● **Goal**:
Your task is to extract the lines from the one holding "Expected: one pin per instance of the dirt" through the end of the material. Set them down exactly and add nothing.

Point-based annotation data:
+ + + + +

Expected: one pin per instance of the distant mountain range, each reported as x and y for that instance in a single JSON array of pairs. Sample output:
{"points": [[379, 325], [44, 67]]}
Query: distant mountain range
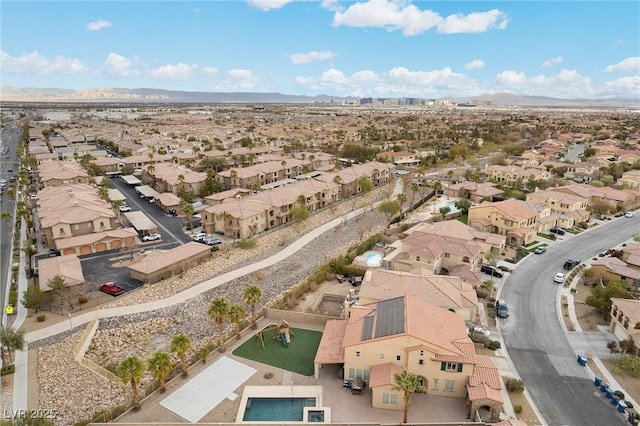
{"points": [[105, 95]]}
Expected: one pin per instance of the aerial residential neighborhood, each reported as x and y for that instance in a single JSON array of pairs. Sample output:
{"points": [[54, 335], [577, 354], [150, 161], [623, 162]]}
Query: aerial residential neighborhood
{"points": [[372, 262]]}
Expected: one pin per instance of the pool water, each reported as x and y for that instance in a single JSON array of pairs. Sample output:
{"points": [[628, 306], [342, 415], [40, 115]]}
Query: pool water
{"points": [[373, 259], [277, 409]]}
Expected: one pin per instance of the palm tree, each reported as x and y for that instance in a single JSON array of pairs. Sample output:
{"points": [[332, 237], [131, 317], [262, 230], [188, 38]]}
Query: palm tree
{"points": [[160, 366], [237, 313], [10, 340], [252, 296], [180, 344], [408, 383], [131, 370], [218, 312], [437, 185]]}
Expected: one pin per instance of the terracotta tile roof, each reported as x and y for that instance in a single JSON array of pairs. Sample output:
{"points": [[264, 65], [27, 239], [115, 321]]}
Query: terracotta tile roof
{"points": [[485, 382], [81, 240], [383, 374], [331, 350], [158, 260], [68, 267]]}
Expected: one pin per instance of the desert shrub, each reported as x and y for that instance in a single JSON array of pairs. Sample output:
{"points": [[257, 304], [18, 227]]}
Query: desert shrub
{"points": [[481, 293], [515, 385]]}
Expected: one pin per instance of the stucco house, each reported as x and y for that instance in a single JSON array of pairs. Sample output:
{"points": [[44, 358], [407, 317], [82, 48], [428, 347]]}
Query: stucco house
{"points": [[409, 334]]}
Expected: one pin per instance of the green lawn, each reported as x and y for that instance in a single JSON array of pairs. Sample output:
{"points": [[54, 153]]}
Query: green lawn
{"points": [[297, 357]]}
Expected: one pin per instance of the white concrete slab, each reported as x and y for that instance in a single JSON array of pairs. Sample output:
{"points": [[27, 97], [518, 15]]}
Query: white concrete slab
{"points": [[202, 393]]}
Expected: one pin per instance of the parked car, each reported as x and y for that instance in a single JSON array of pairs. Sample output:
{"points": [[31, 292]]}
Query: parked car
{"points": [[111, 288], [151, 237], [490, 270], [54, 253], [570, 263]]}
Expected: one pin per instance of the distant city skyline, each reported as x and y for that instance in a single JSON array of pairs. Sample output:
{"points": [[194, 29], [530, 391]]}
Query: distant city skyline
{"points": [[376, 48]]}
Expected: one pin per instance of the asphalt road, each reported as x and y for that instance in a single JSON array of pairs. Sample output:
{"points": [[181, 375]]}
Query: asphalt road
{"points": [[9, 160], [562, 390]]}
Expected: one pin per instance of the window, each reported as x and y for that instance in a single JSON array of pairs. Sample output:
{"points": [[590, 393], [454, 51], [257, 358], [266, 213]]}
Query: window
{"points": [[389, 398]]}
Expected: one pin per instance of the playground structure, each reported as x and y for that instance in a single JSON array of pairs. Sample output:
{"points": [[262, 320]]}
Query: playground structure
{"points": [[283, 333]]}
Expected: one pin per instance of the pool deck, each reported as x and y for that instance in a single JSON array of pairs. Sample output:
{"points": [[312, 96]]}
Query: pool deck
{"points": [[345, 407]]}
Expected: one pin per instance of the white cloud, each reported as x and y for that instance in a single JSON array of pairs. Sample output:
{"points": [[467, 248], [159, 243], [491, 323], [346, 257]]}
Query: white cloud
{"points": [[475, 64], [631, 64], [567, 84], [34, 63], [98, 25], [118, 66], [395, 15], [553, 61], [390, 15], [209, 70], [266, 5], [477, 22], [239, 80], [398, 81], [312, 56], [624, 87], [179, 71]]}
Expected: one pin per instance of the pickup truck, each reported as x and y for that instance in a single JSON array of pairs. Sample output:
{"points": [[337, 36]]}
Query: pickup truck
{"points": [[502, 311]]}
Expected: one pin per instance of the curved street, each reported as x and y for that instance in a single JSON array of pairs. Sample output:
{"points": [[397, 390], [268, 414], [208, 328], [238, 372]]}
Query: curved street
{"points": [[538, 344]]}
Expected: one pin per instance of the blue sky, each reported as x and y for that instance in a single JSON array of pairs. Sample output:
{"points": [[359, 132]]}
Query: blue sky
{"points": [[376, 48]]}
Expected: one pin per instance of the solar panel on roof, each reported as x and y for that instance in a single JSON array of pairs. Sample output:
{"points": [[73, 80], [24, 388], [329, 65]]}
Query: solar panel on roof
{"points": [[389, 317], [367, 328]]}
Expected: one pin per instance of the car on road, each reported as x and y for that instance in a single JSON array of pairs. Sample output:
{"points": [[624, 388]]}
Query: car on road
{"points": [[559, 278], [490, 270], [111, 288], [151, 237]]}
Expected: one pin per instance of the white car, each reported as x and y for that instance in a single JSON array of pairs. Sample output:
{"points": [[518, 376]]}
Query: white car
{"points": [[559, 278], [151, 237]]}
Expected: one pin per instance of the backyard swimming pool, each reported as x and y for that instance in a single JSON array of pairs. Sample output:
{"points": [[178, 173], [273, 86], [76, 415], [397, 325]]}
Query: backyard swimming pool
{"points": [[276, 409]]}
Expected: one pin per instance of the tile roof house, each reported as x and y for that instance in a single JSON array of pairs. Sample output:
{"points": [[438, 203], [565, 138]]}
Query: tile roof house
{"points": [[58, 173], [625, 319], [70, 211], [67, 266], [618, 199], [570, 209], [514, 218], [446, 291], [407, 334]]}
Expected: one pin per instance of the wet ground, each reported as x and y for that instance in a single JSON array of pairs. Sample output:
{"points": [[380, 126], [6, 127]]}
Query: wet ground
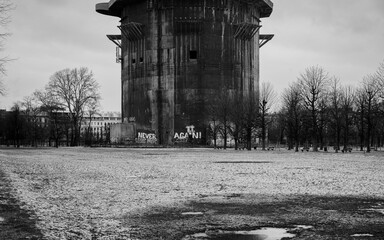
{"points": [[189, 195], [247, 217], [15, 222]]}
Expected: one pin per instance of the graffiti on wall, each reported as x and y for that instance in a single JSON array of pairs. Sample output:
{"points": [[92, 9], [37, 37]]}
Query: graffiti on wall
{"points": [[145, 136], [190, 133]]}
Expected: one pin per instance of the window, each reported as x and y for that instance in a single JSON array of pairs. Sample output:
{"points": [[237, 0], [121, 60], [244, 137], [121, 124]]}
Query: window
{"points": [[193, 54]]}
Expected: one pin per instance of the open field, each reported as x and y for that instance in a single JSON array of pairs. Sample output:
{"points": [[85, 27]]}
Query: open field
{"points": [[83, 193]]}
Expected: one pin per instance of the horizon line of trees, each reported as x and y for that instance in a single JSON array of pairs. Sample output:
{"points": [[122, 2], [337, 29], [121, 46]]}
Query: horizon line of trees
{"points": [[316, 110], [69, 95]]}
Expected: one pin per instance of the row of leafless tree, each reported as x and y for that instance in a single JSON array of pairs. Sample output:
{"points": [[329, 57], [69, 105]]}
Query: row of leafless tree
{"points": [[319, 106], [236, 115], [316, 110], [69, 95]]}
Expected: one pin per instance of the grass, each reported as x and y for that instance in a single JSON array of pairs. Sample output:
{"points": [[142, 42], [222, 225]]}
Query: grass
{"points": [[95, 193]]}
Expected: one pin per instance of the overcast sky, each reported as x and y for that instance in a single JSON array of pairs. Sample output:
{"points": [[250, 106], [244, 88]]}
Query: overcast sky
{"points": [[345, 37]]}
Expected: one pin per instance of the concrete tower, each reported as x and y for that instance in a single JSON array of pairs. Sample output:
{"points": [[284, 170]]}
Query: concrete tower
{"points": [[177, 54]]}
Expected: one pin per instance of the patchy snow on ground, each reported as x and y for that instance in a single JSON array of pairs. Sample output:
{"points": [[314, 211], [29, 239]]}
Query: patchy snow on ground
{"points": [[80, 193]]}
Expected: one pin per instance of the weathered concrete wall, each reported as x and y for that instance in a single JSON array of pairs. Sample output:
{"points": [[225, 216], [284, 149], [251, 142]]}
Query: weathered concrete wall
{"points": [[177, 55], [123, 132]]}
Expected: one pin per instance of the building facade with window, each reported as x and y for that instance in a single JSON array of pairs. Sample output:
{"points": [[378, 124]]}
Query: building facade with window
{"points": [[177, 55]]}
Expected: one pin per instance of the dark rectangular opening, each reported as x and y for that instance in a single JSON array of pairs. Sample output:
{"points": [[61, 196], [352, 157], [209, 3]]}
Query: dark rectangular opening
{"points": [[193, 54]]}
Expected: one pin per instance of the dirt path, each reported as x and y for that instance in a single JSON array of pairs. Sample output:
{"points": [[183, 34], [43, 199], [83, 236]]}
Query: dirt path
{"points": [[15, 222]]}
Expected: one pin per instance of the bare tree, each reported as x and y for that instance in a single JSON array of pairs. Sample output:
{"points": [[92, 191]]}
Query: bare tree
{"points": [[54, 110], [267, 100], [336, 111], [32, 111], [313, 86], [5, 7], [347, 99], [371, 90], [293, 106], [379, 75], [76, 90], [223, 109], [236, 116], [92, 111]]}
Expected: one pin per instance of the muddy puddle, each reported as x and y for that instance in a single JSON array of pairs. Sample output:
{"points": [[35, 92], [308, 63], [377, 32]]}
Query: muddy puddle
{"points": [[260, 234]]}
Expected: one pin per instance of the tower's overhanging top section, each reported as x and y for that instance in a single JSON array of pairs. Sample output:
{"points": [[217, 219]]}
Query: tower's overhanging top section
{"points": [[114, 7]]}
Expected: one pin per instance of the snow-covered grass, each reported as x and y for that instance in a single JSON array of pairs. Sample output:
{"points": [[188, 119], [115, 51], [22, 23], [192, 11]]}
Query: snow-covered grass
{"points": [[78, 193]]}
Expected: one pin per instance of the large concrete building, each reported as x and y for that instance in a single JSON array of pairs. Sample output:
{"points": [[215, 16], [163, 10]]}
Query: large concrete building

+ + + + +

● **Solution**:
Expected: one pin per instance of the dirt path, each reported as x and y for that instance in a single JSON array of pairs. Sample output:
{"points": [[183, 34], [43, 199], [83, 236]]}
Query: dirt path
{"points": [[15, 222]]}
Expected: one pin per instance of the bare tree, each reported as x and y for that instance in a single JSON array of pairs. Sample output:
{"points": [[92, 191]]}
Query: bare tree
{"points": [[54, 110], [267, 100], [336, 111], [32, 111], [313, 86], [5, 7], [347, 99], [371, 90], [293, 106], [379, 75], [76, 90], [223, 109], [236, 116], [92, 111]]}
Expected: one pin per instance of the muddy puddle, each reported as x and y for that instance in a single JSON array of pairs. Sample output:
{"points": [[35, 92], [308, 63], [377, 32]]}
Query: muddy puddle
{"points": [[260, 234]]}
Expected: one pin per instance of the tower's overhanging top section, each reported as x and y for that instance in a single JSON array of pairs. Sample output:
{"points": [[217, 219]]}
Query: tower's overhanging top section
{"points": [[114, 7]]}
Expected: one pin per instance of the snow-covered grass, each reported as x and y for that instance in a single JSON array of pairs. Sample output:
{"points": [[188, 119], [115, 51], [22, 23], [192, 11]]}
Query: snow-covered grass
{"points": [[78, 193]]}
Expected: one pin per instance of the large concrete building, each reported as x and y for that instance in a single JSON array of pairs. Sample output:
{"points": [[215, 16], [163, 10]]}
Query: large concrete building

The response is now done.